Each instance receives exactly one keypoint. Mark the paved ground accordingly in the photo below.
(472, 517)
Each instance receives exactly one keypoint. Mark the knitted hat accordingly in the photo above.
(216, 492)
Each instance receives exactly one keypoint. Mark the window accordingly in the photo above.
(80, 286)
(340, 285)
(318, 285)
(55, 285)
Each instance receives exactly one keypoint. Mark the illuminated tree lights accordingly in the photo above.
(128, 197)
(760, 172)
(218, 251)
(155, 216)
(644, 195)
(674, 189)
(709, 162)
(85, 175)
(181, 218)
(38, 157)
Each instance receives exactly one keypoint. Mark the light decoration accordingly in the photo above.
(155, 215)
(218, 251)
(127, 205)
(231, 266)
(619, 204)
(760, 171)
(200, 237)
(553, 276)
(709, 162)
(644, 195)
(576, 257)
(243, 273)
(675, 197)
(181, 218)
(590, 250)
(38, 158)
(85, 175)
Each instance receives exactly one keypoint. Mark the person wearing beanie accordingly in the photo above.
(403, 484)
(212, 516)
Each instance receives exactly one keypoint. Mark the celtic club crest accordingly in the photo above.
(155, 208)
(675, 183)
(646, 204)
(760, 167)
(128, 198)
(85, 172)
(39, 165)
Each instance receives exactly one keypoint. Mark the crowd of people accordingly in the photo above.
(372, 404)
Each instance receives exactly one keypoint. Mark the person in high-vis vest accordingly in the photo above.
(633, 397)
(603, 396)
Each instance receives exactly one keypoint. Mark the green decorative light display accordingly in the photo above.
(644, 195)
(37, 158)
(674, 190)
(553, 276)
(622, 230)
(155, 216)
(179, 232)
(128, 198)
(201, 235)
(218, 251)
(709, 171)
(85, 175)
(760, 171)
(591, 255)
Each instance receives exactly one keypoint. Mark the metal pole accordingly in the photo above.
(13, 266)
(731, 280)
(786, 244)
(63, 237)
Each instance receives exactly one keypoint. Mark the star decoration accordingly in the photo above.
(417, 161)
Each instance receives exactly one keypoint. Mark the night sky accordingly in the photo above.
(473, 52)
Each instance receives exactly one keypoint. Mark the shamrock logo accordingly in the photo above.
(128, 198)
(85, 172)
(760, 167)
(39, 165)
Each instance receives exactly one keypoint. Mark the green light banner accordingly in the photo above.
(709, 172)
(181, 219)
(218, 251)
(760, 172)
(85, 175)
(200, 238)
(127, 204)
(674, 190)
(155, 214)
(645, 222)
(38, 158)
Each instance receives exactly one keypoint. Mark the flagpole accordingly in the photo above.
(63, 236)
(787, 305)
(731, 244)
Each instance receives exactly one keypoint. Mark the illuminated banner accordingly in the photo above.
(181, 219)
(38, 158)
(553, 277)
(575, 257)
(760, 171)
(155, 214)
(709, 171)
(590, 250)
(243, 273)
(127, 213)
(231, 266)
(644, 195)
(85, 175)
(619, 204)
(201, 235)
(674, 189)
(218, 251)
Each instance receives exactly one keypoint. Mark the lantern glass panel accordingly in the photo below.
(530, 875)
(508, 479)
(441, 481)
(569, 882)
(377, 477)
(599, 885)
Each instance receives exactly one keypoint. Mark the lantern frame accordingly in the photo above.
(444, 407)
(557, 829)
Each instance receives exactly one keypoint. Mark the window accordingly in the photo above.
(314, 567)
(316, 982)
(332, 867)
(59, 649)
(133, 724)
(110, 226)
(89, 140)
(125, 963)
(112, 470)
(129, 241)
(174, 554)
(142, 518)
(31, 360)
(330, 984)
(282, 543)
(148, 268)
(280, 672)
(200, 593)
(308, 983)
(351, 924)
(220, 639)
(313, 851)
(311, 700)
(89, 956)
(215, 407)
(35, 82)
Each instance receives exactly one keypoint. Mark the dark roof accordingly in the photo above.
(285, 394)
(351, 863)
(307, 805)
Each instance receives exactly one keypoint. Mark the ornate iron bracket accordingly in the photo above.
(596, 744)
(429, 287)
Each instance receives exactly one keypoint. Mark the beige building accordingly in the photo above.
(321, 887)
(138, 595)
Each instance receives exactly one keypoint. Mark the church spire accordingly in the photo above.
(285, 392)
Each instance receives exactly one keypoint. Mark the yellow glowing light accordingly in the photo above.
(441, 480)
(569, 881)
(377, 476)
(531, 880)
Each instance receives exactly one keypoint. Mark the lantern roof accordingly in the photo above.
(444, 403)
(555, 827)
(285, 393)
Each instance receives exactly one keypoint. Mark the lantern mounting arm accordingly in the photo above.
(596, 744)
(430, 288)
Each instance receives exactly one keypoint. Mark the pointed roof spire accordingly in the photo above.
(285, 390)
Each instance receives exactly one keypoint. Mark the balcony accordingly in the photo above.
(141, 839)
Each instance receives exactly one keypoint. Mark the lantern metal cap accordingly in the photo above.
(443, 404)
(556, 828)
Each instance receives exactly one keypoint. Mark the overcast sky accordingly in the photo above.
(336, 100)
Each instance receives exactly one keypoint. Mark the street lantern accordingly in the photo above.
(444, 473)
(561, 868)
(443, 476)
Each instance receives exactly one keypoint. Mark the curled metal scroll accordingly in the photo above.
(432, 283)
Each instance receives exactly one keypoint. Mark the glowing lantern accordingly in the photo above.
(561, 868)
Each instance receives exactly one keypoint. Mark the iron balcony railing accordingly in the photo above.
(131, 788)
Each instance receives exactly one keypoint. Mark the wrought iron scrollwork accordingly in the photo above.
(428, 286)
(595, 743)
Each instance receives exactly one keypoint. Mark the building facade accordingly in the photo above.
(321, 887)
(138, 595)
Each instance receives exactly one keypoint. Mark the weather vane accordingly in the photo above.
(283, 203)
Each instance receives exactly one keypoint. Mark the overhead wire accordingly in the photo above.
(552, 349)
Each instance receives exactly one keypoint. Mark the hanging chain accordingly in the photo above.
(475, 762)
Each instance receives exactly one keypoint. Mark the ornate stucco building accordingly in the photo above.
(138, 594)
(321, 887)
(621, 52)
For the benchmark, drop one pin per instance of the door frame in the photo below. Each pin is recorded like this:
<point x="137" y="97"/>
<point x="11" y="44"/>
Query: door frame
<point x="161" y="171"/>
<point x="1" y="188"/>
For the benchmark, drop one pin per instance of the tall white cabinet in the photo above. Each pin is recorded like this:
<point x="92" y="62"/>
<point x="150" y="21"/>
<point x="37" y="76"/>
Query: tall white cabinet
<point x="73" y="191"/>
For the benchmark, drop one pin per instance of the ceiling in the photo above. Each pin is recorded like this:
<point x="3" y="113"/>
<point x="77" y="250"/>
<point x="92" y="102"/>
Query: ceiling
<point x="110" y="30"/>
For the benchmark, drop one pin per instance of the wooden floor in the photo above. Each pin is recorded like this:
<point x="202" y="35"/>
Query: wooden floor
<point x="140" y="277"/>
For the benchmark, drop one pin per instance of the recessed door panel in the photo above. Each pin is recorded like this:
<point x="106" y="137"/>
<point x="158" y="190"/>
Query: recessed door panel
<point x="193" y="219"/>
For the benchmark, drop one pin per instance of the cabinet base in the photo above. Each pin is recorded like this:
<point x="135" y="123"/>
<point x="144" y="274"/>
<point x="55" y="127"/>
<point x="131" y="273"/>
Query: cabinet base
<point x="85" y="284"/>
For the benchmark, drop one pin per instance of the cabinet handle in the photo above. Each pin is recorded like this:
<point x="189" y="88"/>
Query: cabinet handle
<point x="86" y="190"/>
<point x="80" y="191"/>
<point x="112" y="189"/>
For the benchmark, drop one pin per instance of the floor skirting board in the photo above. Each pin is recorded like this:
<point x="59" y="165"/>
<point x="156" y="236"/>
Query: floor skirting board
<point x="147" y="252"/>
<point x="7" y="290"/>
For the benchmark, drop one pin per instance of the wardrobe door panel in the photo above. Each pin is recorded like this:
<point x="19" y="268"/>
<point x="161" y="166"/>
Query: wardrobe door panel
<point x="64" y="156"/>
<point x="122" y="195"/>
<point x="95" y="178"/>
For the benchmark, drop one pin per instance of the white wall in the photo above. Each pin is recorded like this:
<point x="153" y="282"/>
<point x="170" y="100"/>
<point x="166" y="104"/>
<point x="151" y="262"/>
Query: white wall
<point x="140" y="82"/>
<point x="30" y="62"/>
----
#### What the exercise asks
Beginning at the line that holds "For the benchmark, drop one pin per instance of the tall", reproduce each line of the records above down to and including the last one.

#### Task solution
For the benchmark, drop one pin per instance of the tall white cabinet in the photo above. Each pin is recorded like this:
<point x="92" y="62"/>
<point x="150" y="21"/>
<point x="37" y="76"/>
Query: tall white cabinet
<point x="73" y="191"/>
For the benchmark, drop one pin per instance of the ceiling in the photo above. Each pin is recorded like this:
<point x="3" y="113"/>
<point x="77" y="250"/>
<point x="92" y="102"/>
Query: ceiling
<point x="110" y="30"/>
For the benchmark, drop one pin per instance of the wooden floor in the photo above. Each pin is recorded like this:
<point x="202" y="35"/>
Query: wooden floor
<point x="140" y="277"/>
For the benchmark, drop one pin per instance of the recessed door panel in the photo above. Each pin is recorded like this:
<point x="106" y="137"/>
<point x="158" y="190"/>
Query: recessed door panel
<point x="193" y="219"/>
For the benchmark, drop one pin per instance of the cabinet base in the photo above. Each pin is recorded like this:
<point x="135" y="123"/>
<point x="144" y="274"/>
<point x="55" y="127"/>
<point x="131" y="273"/>
Query: cabinet base
<point x="85" y="284"/>
For the benchmark, drop one pin per instance of the cabinet handle in the photo above. Each pin is recorded like this:
<point x="189" y="88"/>
Query: cabinet handle
<point x="86" y="190"/>
<point x="80" y="191"/>
<point x="112" y="189"/>
For the benchmark, drop one pin per instance of the floor skirting board in the photo above. Each pin is recorded like this:
<point x="59" y="165"/>
<point x="156" y="236"/>
Query: floor skirting board
<point x="147" y="252"/>
<point x="7" y="290"/>
For the benchmark, drop one pin per instance of the wardrobe door panel in the photo above. Each pin is recorded like this:
<point x="19" y="268"/>
<point x="161" y="166"/>
Query: wardrobe door panel
<point x="64" y="156"/>
<point x="122" y="195"/>
<point x="95" y="178"/>
For the benchmark, drop one pin per instance of the white wall in the photo above. Each pin is recorded like this:
<point x="153" y="282"/>
<point x="170" y="100"/>
<point x="166" y="104"/>
<point x="151" y="262"/>
Query: white wall
<point x="140" y="82"/>
<point x="30" y="62"/>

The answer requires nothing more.